*** Opening of Entries provided ***

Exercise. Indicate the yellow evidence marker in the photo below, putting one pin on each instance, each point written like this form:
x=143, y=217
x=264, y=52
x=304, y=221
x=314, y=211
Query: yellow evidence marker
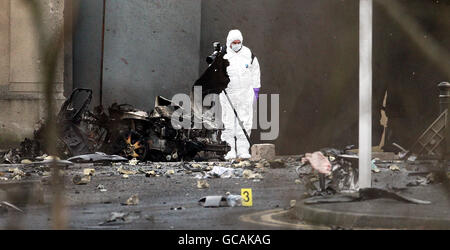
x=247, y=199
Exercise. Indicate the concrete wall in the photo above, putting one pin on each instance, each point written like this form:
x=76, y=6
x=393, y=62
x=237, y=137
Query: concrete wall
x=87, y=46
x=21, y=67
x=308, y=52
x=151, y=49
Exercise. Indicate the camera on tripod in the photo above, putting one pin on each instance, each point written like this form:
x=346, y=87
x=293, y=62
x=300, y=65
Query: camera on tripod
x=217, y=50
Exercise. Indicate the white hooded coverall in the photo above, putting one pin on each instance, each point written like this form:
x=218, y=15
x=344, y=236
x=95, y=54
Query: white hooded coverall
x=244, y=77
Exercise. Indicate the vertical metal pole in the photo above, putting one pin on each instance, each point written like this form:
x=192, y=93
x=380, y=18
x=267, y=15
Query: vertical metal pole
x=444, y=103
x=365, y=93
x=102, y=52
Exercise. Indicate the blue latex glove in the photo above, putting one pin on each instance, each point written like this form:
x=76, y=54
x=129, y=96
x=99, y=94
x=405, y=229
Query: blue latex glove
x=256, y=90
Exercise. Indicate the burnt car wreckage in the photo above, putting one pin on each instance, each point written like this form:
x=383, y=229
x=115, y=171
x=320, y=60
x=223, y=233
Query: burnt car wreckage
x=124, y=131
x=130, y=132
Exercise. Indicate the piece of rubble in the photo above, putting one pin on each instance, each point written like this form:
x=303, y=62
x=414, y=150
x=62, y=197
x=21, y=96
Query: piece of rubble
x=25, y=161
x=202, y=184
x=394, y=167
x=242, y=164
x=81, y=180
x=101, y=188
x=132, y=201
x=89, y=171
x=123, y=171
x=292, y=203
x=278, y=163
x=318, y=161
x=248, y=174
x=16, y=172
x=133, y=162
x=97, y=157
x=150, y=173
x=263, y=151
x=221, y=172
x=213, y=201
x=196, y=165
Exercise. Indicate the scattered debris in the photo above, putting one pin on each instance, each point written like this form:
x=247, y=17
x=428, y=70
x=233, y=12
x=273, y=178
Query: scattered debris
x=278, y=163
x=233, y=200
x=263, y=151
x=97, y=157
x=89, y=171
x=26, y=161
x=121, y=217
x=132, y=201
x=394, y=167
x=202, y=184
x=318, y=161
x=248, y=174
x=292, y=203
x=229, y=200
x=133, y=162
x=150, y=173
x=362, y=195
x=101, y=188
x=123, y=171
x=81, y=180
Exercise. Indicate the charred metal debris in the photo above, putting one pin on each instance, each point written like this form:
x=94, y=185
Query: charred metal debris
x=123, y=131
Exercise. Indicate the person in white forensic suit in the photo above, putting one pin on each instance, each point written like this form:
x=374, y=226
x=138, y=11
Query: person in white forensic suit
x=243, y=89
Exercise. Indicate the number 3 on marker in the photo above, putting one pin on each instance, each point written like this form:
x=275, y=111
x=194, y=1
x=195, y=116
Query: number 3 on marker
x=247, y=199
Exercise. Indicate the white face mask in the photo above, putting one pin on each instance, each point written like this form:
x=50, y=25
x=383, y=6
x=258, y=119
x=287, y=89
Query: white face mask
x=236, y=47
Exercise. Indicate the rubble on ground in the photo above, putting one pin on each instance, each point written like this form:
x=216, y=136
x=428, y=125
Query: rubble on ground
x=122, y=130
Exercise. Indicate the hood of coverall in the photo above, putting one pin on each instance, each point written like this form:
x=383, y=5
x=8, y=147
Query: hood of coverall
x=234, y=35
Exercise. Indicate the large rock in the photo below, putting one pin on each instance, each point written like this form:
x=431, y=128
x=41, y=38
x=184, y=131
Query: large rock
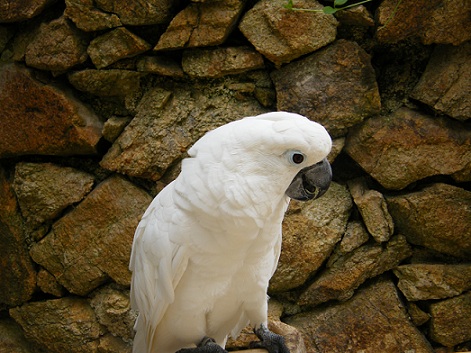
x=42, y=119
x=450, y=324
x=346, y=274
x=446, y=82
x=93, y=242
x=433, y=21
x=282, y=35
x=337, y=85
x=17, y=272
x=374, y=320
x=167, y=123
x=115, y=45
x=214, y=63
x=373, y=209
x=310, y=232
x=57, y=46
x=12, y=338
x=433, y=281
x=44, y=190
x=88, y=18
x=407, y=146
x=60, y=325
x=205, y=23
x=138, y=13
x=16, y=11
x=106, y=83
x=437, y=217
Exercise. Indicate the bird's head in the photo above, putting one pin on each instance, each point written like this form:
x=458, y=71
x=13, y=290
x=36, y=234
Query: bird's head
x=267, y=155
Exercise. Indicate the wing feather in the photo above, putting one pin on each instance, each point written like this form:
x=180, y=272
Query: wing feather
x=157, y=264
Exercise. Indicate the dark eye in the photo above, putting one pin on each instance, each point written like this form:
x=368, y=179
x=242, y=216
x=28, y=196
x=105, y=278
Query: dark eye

*** Close of Entries provided ***

- [What needs to be done]
Each line above with the word "dark" needs to be copied.

- [Response for this exercise]
Exercise. Indicate the dark eye in the photo above, putting one pin on each instance, each point written like this form:
Query: dark eye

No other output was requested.